* _TO DO_: Can you update the material from the line holding "Dataset curation step: class = chair" through the line holding "[600,325,631,351]", inclusive, replacing "Examine" with "Inspect", keeping everything else unchanged, and leaving the pictures out of your answer?

···

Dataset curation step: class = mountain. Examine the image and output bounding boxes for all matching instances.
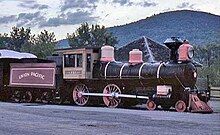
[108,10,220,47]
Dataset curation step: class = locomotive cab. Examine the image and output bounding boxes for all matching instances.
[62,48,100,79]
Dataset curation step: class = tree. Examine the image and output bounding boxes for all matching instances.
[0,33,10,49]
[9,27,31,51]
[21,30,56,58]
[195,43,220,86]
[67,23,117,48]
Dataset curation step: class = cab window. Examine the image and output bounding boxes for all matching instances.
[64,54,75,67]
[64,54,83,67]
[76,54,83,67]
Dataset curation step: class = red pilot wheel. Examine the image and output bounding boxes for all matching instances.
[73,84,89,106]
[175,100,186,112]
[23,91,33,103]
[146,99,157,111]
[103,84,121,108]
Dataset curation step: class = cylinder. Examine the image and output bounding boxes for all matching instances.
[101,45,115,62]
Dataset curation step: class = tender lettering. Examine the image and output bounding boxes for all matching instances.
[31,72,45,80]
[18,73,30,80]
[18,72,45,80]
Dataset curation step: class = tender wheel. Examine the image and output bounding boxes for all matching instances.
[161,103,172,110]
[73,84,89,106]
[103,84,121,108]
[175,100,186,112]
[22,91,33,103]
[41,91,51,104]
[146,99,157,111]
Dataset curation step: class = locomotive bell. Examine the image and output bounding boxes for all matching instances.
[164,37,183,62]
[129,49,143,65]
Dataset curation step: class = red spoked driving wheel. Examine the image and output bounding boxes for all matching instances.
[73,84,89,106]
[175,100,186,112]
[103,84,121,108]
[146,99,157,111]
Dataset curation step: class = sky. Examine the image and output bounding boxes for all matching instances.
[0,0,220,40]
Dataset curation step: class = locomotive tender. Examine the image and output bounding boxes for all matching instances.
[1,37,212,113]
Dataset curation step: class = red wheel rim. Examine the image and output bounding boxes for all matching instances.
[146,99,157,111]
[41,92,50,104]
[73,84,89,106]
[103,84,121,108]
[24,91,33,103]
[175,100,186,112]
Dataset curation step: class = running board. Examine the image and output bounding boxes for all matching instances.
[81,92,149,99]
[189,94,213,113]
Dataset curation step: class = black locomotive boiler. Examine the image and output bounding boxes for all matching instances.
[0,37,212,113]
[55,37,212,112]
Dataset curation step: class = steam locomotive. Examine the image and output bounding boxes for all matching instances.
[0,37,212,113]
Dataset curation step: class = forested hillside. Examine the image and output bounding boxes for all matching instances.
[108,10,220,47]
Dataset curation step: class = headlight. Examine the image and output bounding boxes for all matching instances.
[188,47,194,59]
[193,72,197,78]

···

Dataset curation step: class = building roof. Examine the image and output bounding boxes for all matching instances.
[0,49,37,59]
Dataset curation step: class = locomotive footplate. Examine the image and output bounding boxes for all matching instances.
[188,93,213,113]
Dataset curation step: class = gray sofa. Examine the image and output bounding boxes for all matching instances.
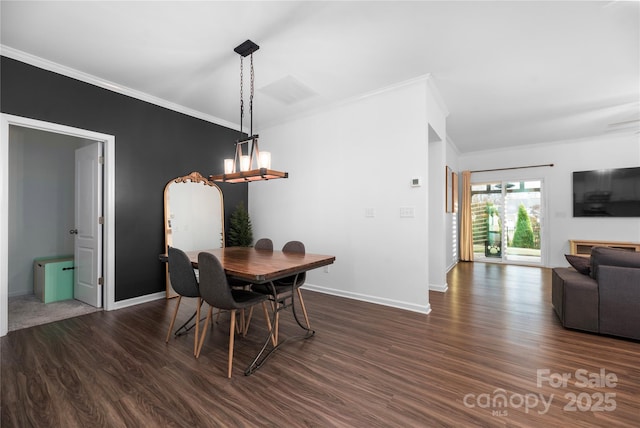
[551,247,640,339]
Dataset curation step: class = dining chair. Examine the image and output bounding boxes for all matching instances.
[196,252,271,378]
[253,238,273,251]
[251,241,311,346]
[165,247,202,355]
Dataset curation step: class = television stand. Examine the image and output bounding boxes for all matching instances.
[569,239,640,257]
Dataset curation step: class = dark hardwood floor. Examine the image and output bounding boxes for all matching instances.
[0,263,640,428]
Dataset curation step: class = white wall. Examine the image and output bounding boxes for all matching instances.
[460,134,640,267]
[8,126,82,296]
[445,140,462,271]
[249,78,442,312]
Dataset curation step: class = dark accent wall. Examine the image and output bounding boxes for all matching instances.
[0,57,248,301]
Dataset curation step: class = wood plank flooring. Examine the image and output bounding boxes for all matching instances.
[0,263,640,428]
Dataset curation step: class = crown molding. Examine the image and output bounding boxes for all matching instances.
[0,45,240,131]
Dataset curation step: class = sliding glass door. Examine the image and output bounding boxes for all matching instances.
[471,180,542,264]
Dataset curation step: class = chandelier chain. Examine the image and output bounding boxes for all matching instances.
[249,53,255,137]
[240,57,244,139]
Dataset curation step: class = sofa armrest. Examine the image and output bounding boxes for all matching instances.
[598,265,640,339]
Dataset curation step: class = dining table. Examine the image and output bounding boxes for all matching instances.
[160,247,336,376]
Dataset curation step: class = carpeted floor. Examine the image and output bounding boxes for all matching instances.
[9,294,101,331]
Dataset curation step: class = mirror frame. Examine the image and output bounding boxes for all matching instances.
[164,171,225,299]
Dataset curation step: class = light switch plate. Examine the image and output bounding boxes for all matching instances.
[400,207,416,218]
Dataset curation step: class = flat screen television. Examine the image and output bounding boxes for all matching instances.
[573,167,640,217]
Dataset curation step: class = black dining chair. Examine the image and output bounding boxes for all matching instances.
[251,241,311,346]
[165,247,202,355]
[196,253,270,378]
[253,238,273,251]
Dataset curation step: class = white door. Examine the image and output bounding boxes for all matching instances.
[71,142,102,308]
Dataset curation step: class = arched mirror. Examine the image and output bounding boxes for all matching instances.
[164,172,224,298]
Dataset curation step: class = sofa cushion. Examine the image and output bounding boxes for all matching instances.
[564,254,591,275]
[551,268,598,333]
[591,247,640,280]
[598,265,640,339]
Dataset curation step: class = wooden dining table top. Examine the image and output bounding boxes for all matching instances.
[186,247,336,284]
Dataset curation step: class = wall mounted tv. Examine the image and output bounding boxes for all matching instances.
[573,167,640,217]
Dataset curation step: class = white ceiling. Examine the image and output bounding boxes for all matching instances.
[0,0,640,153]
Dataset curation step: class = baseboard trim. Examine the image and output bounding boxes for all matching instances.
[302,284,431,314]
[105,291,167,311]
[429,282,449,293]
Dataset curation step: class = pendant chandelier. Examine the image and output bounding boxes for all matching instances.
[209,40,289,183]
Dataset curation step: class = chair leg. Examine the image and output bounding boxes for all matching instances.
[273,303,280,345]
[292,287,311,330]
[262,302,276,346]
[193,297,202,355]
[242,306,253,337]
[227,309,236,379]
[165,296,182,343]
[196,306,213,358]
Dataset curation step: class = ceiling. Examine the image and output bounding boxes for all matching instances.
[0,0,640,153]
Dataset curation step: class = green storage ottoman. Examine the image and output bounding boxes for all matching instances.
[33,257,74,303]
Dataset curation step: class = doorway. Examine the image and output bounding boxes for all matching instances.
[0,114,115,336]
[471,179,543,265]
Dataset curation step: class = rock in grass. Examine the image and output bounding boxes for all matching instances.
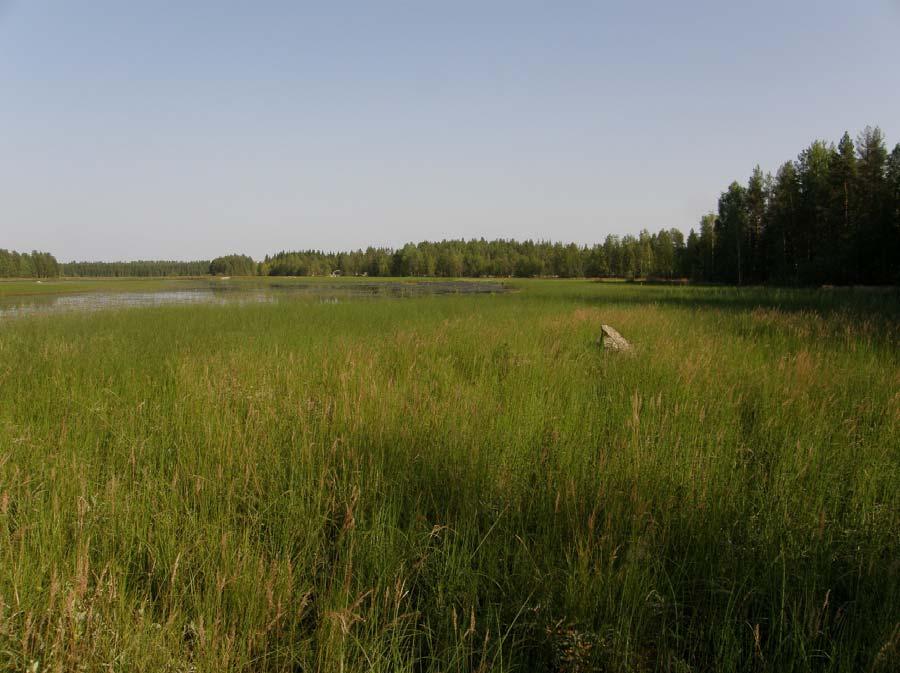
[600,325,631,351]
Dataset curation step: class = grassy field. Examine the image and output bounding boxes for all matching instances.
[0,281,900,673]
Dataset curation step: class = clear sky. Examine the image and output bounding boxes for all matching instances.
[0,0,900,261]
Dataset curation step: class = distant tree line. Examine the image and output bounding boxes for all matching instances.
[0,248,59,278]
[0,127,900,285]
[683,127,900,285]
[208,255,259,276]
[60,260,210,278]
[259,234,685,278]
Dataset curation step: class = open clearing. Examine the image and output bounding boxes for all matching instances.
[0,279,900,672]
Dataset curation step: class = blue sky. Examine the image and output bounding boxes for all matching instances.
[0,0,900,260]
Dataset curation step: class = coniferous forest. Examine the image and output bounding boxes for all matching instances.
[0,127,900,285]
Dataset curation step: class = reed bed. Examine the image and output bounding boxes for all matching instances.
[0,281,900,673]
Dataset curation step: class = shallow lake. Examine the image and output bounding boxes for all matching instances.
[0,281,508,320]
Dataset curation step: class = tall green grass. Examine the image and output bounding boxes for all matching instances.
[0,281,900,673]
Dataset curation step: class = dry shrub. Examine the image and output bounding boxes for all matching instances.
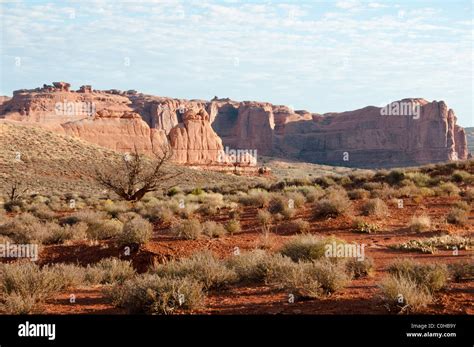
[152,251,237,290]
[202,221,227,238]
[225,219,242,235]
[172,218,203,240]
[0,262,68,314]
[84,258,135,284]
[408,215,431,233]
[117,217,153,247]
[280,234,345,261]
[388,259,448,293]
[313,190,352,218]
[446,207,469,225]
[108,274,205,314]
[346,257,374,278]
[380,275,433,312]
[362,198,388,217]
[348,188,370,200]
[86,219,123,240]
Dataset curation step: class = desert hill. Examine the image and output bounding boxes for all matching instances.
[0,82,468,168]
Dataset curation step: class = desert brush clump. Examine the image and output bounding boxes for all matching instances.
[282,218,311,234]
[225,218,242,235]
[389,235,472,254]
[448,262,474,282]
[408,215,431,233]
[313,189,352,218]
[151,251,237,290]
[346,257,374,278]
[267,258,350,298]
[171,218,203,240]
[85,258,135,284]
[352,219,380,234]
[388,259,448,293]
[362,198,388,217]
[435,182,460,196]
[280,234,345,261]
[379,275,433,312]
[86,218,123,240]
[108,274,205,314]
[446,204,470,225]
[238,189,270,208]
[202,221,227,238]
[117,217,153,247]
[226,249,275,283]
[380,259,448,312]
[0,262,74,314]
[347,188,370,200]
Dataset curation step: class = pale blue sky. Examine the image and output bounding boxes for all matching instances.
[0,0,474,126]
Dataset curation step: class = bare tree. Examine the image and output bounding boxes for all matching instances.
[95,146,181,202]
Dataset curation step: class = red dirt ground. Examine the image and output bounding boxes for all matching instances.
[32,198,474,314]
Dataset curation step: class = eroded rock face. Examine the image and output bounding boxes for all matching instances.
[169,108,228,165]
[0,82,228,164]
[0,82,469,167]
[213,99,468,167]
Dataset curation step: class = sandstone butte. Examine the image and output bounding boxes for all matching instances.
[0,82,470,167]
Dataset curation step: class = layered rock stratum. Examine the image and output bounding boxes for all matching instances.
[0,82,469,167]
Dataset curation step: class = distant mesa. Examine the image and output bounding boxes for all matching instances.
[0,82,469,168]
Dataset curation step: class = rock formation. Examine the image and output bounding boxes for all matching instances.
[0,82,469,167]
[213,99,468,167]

···

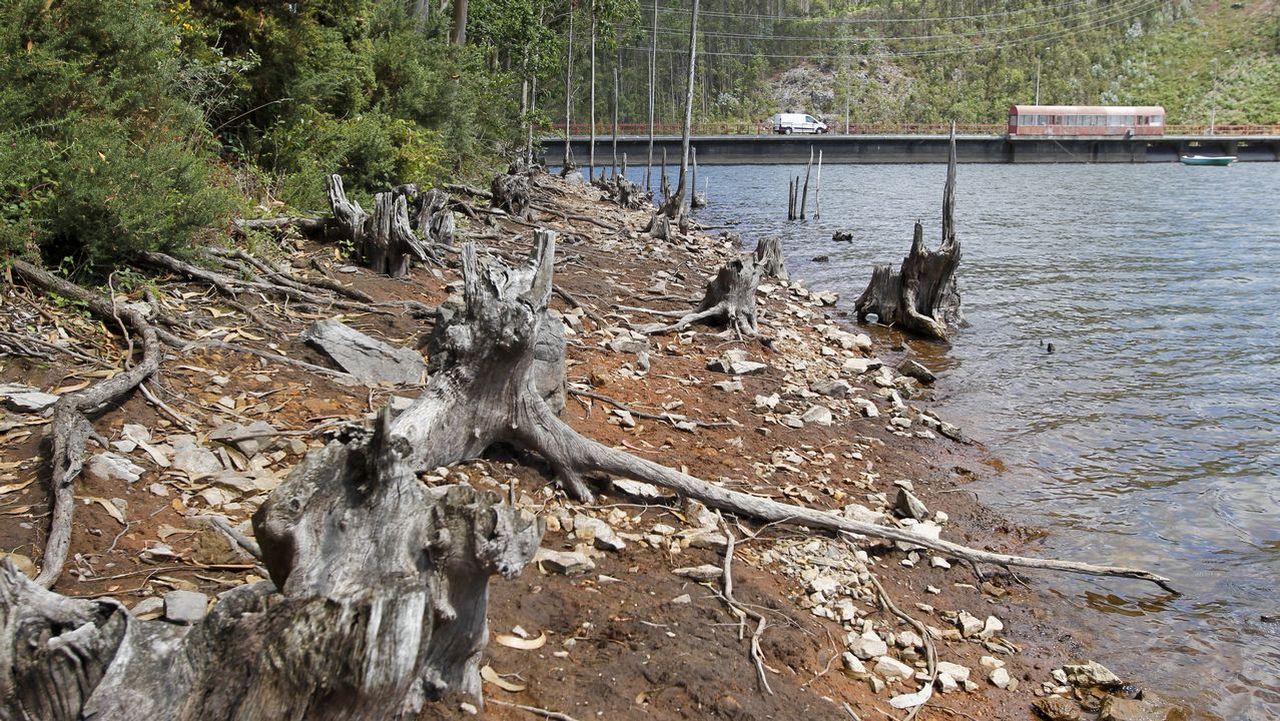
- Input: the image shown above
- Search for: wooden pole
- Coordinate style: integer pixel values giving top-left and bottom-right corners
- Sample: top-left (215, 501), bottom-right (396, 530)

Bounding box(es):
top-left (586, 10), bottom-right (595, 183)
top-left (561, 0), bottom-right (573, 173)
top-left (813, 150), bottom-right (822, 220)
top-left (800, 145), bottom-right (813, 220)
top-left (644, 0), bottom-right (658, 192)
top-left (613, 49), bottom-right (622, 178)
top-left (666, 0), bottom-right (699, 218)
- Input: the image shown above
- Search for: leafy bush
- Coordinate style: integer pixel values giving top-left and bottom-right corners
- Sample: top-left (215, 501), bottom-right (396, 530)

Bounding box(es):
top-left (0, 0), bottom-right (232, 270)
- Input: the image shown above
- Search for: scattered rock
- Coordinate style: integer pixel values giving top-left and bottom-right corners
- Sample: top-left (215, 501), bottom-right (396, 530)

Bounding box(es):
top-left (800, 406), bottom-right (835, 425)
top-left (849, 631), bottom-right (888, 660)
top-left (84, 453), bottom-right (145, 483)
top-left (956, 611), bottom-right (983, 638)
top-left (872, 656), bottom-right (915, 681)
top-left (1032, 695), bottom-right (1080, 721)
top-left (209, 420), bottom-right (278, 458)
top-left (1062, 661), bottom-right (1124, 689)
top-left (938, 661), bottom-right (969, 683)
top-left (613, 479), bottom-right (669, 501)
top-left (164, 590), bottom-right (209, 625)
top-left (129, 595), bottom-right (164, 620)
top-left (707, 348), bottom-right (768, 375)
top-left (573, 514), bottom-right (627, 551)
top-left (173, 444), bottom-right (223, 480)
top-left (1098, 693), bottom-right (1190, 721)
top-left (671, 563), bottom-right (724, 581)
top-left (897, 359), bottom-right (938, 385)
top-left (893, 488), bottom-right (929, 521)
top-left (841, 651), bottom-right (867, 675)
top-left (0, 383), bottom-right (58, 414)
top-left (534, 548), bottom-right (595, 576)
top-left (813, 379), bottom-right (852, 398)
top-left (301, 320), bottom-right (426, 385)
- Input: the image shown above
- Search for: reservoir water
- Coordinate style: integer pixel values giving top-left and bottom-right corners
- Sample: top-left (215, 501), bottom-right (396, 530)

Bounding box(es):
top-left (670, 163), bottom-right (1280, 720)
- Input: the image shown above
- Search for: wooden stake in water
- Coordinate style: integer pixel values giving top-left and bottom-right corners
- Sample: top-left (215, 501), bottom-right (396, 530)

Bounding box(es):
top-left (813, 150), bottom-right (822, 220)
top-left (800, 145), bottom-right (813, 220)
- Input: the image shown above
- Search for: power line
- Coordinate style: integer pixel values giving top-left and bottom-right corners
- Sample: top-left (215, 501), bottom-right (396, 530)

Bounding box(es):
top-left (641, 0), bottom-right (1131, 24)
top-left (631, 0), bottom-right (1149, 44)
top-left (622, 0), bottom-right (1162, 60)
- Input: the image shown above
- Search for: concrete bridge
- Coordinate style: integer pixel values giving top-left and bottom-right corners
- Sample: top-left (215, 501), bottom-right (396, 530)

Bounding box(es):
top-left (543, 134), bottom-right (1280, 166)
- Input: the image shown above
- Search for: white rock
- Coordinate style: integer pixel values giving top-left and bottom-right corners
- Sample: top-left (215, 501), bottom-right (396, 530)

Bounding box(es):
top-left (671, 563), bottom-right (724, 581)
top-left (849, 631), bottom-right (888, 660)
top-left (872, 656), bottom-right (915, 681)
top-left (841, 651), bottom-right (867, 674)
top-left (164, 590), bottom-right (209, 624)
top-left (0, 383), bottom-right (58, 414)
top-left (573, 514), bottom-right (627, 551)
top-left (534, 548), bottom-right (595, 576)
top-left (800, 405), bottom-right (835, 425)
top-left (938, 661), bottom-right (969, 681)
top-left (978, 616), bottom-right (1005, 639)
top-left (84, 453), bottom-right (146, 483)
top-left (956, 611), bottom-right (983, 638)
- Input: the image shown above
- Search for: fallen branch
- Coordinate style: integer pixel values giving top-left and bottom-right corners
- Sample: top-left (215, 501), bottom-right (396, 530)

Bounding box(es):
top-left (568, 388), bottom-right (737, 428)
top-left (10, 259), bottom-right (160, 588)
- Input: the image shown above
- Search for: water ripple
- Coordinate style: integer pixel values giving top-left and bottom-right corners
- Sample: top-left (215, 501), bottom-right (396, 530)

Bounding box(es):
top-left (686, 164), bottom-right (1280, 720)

···

* _EXERCISE RESPONSE_:
Dataset curation step: class = chair leg. Inspect the image and output bounding boxes for all matching instances.
[273,303,280,345]
[292,287,311,330]
[262,302,276,346]
[193,297,202,355]
[242,306,253,337]
[227,309,236,379]
[165,296,182,343]
[196,306,213,358]
Dataset curation step: class = ceiling. Inspect the image and output bounding boxes for all matching instances.
[0,0,640,153]
Dataset curation step: class = green storage ottoman. Inspect the image and output bounding boxes for all matching instances.
[33,257,74,303]
Dataset curation step: class = doorway. Inspect the image and output bounding boxes for all matching instances.
[0,114,115,336]
[471,179,543,265]
Dataset curation step: class = rock in grass. Inspect the image and output bounding boxes for all matching instances.
[600,325,631,351]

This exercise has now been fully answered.